(Records from a data collection)
>>>>>
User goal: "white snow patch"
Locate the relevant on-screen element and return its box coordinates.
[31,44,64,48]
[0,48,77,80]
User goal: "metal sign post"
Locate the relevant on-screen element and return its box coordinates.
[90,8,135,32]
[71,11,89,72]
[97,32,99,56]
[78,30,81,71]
<<<<<
(YOUR OBJECTIVE) Pull out every line in the items above that contains the word "User", and list those lines.

(RESPONSE TO THE EXERCISE)
User goal: "white snow patch"
User goal: "metal sign post"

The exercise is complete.